Work to do:
In all of the records below, change every "Query" to "Search" and keep everything else the same. Leave the pictures out of your answer.

Given data:
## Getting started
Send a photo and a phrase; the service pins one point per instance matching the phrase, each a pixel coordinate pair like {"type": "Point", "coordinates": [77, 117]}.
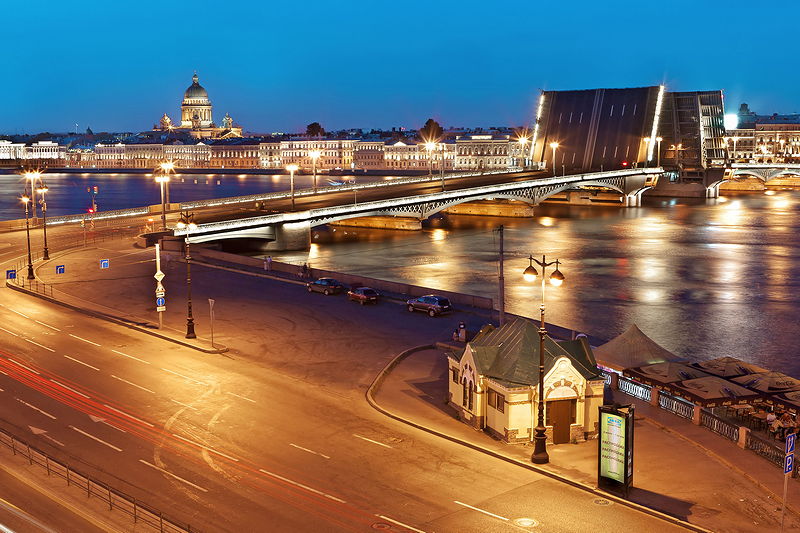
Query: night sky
{"type": "Point", "coordinates": [276, 66]}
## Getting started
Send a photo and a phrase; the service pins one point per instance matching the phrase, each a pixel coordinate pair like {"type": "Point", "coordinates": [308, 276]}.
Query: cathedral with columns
{"type": "Point", "coordinates": [196, 117]}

Result of this task:
## Getting started
Send a photo and a phrase; the service pins one point per instance matching the phrase, each a pixel coordinate pair like {"type": "Point", "coordinates": [77, 117]}.
Search: night sky
{"type": "Point", "coordinates": [276, 66]}
## Getting started
Send a photo and a phrase; the service pins one point per instance matching the phrase, each a pixel coordinate pair like {"type": "Point", "coordinates": [308, 276]}.
Search: cathedral with columns
{"type": "Point", "coordinates": [196, 117]}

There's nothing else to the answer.